Extract:
★ ★ ★ ★ ★ ★ ★

Putting Daddy On, Tom Wolfe, 1964  

In one way I didn’t care for it – the subject matter is tawdry and depressing, and I find Wolfe, or at least the narrator, cynical and arrogant. Yet, it was fun to read, but seemed more a short story than an essay, with lots of thick description. I was interested to see Wolfe’s technique – would you call it cinematic? – where he is always sketching out scenes:
Here are Parker and I walking along Avenue B…
Here is Parker with his uptown clothes and anointed jowls
Here is Parker walking past corner stores with posters of…
Scene, scene, scene, cut to narrative.

“And there they have it, the color called Landlord’s Brown, immune to time, flood, tropic heat, arctic chill, punk rumbles, slops, blood, leprotic bugs, cockroaches the size of mice, mice the size of rats, rats the size of Airedales, and lumpenprole tenants.”

Tom Wolfe, 1964

The White Album, Joan Didion, 1970  

Like the Wolfe, I didn’t really care for the essay — and unlike the Wolfe, there were sections of it that did not engage me at all. But the parts that were good were very good, and the use of language was notable, with some interesting stylistic moves. The essay seems a blend of a memoir with journalistic writing about the 60’s, written by one of the cool people. One interesting stylistic move is then tendency not to start sentences with “I”, a sort of distancing move…: “the patient to whom this report refers is me;” “By way of comment I offer only…” “In the years I am talking about…” “this verse had on me the effect;” “that the time would come I never doubted…” I also liked the way that she made cross connections between what she was reporting on (e.g., the possibility of strangers at the door with a knife, and later, her internal experience when she was diagnosed with MS). I was asn’t particularly interested in the accounts of the various 60’s icons and iconoclasts.

★ ★ ★ ★ ★ ★ ★

Provided records:
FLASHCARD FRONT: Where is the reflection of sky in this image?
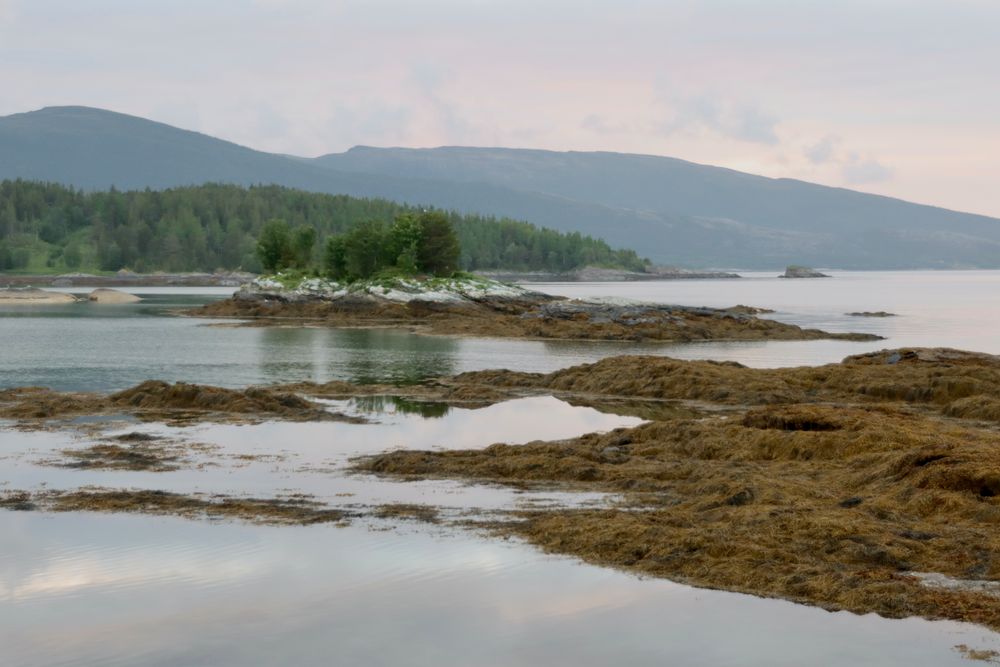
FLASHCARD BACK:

★ ★ ★ ★ ★ ★ ★

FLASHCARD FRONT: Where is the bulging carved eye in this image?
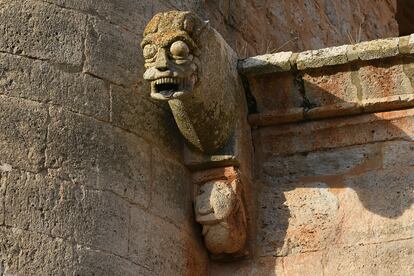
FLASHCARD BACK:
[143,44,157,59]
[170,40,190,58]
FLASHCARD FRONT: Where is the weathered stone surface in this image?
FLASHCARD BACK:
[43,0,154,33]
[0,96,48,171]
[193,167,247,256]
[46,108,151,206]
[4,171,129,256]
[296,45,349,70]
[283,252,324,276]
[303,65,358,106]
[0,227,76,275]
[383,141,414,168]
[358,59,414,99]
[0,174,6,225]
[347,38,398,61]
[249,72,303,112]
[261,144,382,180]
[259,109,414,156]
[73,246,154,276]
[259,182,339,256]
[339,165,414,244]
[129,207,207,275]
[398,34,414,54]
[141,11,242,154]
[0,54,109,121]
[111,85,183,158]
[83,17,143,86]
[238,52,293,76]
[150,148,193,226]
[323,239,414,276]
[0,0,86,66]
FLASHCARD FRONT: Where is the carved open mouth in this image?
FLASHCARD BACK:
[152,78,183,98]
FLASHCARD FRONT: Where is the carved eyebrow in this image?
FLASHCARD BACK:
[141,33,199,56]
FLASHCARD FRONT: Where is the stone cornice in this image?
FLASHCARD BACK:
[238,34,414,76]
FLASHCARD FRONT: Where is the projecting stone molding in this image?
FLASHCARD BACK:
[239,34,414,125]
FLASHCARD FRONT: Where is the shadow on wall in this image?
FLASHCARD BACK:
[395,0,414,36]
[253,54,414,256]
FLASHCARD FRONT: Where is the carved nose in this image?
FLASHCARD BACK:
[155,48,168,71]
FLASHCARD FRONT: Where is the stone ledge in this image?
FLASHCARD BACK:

★ ★ ★ ★ ★ ★ ★

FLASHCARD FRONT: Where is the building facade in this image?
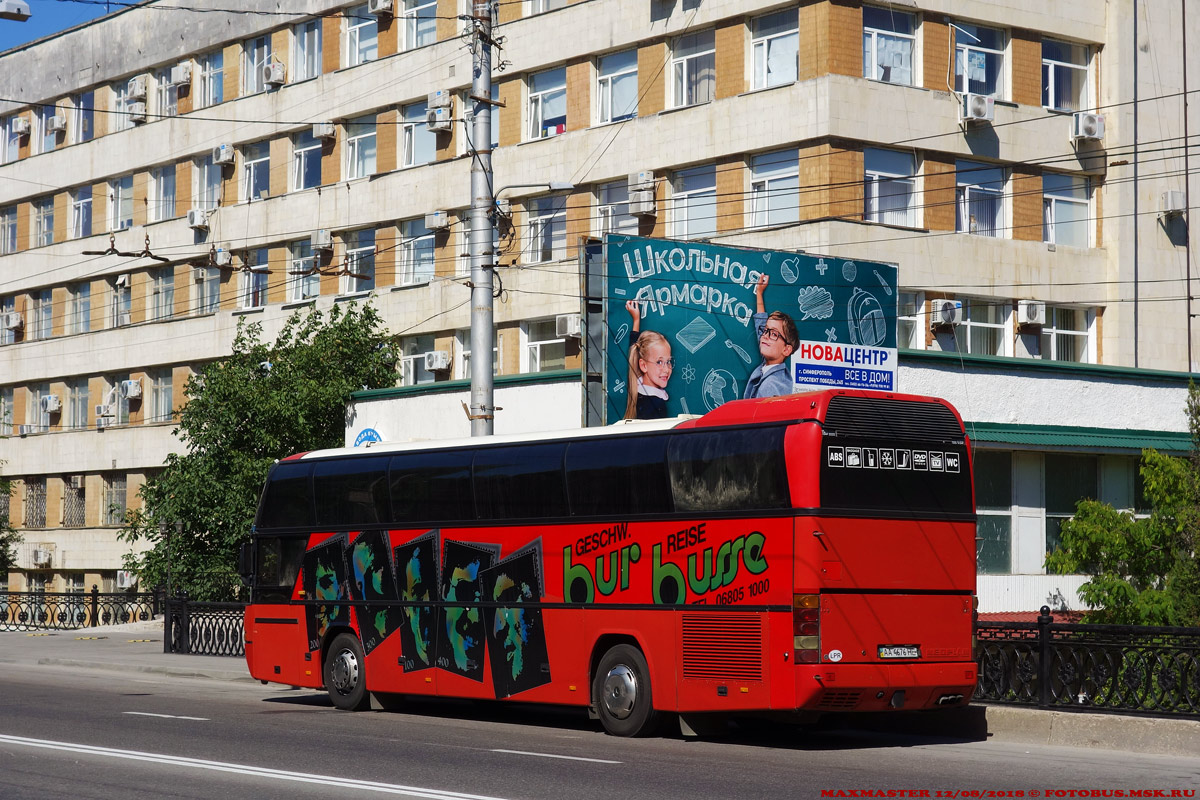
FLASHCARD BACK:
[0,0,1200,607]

★ ★ ★ ★ ★ ★ ★

Copy out the reading notes on the Wolfe and Didion essays in full, word for word. The records play no part in this work.

Putting Daddy On, Tom Wolfe, 1964  

In one way I didn’t care for it – the subject matter is tawdry and depressing, and I find Wolfe, or at least the narrator, cynical and arrogant. Yet, it was fun to read, but seemed more a short story than an essay, with lots of thick description. I was interested to see Wolfe’s technique – would you call it cinematic? – where he is always sketching out scenes:
Here are Parker and I walking along Avenue B…
Here is Parker with his uptown clothes and anointed jowls
Here is Parker walking past corner stores with posters of…
Scene, scene, scene, cut to narrative.

“And there they have it, the color called Landlord’s Brown, immune to time, flood, tropic heat, arctic chill, punk rumbles, slops, blood, leprotic bugs, cockroaches the size of mice, mice the size of rats, rats the size of Airedales, and lumpenprole tenants.”

Tom Wolfe, 1964

The White Album, Joan Didion, 1970  

Like the Wolfe, I didn’t really care for the essay — and unlike the Wolfe, there were sections of it that did not engage me at all. But the parts that were good were very good, and the use of language was notable, with some interesting stylistic moves. The essay seems a blend of a memoir with journalistic writing about the 60’s, written by one of the cool people. One interesting stylistic move is then tendency not to start sentences with “I”, a sort of distancing move…: “the patient to whom this report refers is me;” “By way of comment I offer only…” “In the years I am talking about…” “this verse had on me the effect;” “that the time would come I never doubted…” I also liked the way that she made cross connections between what she was reporting on (e.g., the possibility of strangers at the door with a knife, and later, her internal experience when she was diagnosed with MS). I was asn’t particularly interested in the accounts of the various 60’s icons and iconoclasts.